Cultures across the globe consider foxes to be incorrigibly wild. In both ancient fables and big-budget movies, these fluffy mammals are depicted as being clever, intelligent and untamable. Untamable, that is, until an unparalleled biology experiment started in Siberia almost 60 years ago.
The tale begins with Dmitry Belyaev, who was studying genetics during a very dangerous time in the Soviet Union. State officials campaigned actively against genetic research with a tactic known as Lysenkoism, under which hundreds of biologists were either thrown in prison or executed. After Joseph Stalin’s death, the government’s grasp on genetic research loosened, and though it was still controversial, Belyaev was finally able to test a hypothesis he had been secretly pursuing.
As director of the newly-minted Institute of Cytology and Genetics, Belyaev was curious as to how dogs first became domesticated. He decided that to fully understand the process, he must attempt to replicate the early days of domestication. He picked foxes for the experiment because of their close family ties with dogs (both are canids). His research team visited fur farms across the Soviet Union and purchased the tamest foxes on hand. They figured using the most docile of the wild foxes for their breeding program would hasten the pace of domestication, relative to the thousands of years it took to breed dogs.
To prove the foxes’ friendly demeanor was the result of genetic selection, Belyaev’s team began to breed foxes that showed opposite traits of the tame pups. Instead of being outgoing and excited by encountering people, these foxes were defensive and aggressive. This result showed certain aspects of the fox’s behavior could be tied to genetics and spotted during breeding.
What does the (tame) fox say?
Unfortunately, Belyaev died before seeing the final results. But today, 58 years after the start of the program, there is now a large, sustainable population of domesticated foxes. These animals have no fear of humans, and actively seek out human companionship. The most friendly are known as “elite” foxes.
“By the tenth generation, 18 percent of fox pups were elite; by the 20th, the figure had reached 35 percent,” Lyudmilla Trut, one of the lead researchers at the Institute of Cytology and Genetics, wrote in a paper describing the experiment in 1999. “Today elite foxes make up 70 to 80 percent of our experimentally selected population.”
University of Illinois biologist Anna Kukekova has been studying these domesticated foxes since the late 1990s. Her lab digs into the genes behind the desirable traits in the animals.

* **TASK 1**: Update the fox domestication text from "The tale begins" up to and including "been secretly pursuing.", putting "the study of heredity" in place of "genetic research".
* **TASK 2**:
Answer these questions about the fox domestication text:
(a) Where did Belyaev's research team buy the tamest foxes?
(b) What share of fox pups were elite by the 20th generation?
(c) Since when has Anna Kukekova been studying the domesticated foxes?
The data records have no role in any of this.

Data records:
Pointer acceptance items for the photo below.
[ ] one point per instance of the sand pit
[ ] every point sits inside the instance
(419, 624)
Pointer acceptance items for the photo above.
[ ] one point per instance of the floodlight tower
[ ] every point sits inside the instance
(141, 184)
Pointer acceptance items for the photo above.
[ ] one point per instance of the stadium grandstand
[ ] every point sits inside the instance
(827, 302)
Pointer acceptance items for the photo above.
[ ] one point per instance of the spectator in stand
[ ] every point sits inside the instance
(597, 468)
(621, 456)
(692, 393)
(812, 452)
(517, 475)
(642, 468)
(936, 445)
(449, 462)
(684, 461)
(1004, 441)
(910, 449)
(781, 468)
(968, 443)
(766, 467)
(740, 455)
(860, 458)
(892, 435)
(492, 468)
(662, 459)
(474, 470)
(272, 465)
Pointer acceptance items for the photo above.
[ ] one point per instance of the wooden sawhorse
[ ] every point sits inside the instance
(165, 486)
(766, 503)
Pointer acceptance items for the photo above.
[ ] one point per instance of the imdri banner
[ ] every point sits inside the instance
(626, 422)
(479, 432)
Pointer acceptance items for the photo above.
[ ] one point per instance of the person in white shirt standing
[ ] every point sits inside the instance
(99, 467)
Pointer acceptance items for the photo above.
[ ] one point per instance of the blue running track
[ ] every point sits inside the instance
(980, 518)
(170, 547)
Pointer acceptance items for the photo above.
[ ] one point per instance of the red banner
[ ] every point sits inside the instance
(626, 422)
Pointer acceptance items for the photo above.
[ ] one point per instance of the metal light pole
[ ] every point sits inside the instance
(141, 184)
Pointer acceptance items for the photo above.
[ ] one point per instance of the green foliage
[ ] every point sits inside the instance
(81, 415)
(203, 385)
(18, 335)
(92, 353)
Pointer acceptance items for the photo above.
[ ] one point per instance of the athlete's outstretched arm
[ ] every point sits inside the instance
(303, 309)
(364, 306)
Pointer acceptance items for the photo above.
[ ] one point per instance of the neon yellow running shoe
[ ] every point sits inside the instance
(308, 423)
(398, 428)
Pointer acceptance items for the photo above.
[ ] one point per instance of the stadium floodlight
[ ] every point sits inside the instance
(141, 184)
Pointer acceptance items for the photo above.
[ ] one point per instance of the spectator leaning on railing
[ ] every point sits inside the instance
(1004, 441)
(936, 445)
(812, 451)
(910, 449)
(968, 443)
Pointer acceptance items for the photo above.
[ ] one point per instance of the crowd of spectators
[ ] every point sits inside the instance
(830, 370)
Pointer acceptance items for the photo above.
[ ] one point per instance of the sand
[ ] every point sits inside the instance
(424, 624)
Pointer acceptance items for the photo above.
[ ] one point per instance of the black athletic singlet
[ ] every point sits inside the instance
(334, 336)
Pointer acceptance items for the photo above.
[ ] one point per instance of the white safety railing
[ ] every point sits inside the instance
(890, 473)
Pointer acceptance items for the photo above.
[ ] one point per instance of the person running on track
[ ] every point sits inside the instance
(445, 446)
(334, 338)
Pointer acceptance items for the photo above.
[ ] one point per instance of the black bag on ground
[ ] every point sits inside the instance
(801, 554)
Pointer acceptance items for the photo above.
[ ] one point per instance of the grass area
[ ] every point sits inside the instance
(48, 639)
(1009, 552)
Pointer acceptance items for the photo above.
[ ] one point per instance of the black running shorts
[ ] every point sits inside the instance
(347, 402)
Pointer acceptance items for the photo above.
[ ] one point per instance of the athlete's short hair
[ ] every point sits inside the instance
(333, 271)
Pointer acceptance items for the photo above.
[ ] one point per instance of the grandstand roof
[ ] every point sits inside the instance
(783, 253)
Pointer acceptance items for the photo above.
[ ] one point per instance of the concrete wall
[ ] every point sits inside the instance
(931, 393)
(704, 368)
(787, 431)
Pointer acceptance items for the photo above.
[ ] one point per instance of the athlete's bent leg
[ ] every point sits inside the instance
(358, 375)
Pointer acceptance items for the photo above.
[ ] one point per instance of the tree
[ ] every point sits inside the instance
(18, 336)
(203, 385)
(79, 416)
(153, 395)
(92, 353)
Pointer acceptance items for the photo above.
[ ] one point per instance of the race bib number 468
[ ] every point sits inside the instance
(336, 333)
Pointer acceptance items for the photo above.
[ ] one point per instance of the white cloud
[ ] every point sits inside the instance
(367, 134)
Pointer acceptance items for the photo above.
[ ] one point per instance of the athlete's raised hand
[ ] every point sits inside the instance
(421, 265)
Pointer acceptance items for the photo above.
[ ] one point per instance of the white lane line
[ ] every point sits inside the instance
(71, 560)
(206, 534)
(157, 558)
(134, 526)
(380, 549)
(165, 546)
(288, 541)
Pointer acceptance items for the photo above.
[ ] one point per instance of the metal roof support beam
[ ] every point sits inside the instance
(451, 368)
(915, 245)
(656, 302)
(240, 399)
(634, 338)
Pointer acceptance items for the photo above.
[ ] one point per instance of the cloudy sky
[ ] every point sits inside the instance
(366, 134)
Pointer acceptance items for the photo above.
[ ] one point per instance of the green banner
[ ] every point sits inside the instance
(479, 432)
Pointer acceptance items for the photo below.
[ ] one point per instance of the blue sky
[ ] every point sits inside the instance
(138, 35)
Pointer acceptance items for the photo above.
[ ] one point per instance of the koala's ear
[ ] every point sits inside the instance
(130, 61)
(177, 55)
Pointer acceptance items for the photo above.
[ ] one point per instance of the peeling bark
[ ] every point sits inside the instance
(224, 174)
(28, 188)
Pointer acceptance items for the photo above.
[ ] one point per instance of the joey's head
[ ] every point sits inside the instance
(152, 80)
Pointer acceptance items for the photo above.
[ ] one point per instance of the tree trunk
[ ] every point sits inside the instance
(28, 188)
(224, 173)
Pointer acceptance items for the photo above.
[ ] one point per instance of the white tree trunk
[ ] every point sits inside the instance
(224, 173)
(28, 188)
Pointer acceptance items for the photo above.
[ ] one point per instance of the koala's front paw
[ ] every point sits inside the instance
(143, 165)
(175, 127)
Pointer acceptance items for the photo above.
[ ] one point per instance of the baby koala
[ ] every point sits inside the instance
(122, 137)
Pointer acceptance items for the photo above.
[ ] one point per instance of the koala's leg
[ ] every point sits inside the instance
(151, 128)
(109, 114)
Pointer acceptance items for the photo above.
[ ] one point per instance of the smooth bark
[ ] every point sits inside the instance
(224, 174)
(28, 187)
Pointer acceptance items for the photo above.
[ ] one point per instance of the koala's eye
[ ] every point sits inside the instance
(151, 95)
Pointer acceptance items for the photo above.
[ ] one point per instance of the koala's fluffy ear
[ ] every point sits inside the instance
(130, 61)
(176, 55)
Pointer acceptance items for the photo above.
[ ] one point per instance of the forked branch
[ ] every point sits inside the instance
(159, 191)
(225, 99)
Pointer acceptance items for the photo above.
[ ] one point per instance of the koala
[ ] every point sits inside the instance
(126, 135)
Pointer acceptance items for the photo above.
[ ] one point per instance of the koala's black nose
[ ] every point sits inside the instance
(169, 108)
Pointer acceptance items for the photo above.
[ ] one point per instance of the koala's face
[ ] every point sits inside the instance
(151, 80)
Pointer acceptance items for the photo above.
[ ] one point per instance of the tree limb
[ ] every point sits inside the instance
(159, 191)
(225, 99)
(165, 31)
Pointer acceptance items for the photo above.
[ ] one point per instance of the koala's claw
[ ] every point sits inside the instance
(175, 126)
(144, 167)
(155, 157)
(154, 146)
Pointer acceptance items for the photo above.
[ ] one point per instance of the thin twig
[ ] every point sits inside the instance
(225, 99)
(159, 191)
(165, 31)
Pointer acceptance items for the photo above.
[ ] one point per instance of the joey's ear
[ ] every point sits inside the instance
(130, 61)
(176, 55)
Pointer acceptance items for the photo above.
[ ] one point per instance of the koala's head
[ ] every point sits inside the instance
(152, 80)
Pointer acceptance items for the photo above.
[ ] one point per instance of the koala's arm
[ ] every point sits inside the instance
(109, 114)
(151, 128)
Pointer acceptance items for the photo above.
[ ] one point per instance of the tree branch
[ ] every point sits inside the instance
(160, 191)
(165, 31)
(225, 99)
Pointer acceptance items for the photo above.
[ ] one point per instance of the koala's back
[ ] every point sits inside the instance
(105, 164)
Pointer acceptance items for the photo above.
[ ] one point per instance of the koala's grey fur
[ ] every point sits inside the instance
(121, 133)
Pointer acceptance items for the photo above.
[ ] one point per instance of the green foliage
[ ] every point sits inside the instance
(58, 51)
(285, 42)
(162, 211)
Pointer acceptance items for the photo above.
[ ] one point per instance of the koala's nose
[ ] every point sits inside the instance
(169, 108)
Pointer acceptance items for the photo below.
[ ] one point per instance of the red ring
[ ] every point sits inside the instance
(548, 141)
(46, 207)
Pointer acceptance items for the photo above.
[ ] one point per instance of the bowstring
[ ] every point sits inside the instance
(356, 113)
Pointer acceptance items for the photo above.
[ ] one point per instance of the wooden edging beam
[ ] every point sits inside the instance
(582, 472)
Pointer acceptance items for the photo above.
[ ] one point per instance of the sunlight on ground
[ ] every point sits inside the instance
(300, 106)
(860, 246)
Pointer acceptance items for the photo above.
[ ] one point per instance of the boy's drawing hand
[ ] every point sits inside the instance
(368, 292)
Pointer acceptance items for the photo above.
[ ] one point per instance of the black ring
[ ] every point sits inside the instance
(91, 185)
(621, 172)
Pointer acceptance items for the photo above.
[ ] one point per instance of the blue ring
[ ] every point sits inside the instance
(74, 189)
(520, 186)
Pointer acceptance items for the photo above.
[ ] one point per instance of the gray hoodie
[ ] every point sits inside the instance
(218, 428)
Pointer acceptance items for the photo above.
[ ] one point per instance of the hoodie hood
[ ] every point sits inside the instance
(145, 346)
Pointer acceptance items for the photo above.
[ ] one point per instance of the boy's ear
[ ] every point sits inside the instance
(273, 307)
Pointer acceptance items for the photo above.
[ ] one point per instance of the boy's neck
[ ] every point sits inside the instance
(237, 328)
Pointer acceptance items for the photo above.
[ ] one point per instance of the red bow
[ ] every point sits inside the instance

* **WRITTEN ANSWER 1**:
The tale begins with Dmitry Belyaev, who was studying genetics during a very dangerous time in the Soviet Union. State officials campaigned actively against the study of heredity with a tactic known as Lysenkoism, under which hundreds of biologists were either thrown in prison or executed. After Joseph Stalin’s death, the government’s grasp on the study of heredity loosened, and though it was still controversial, Belyaev was finally able to test a hypothesis he had been secretly pursuing.

* **WRITTEN ANSWER 2**:
(a) At fur farms across the Soviet Union.
(b) 35 percent.
(c) Since the late 1990s.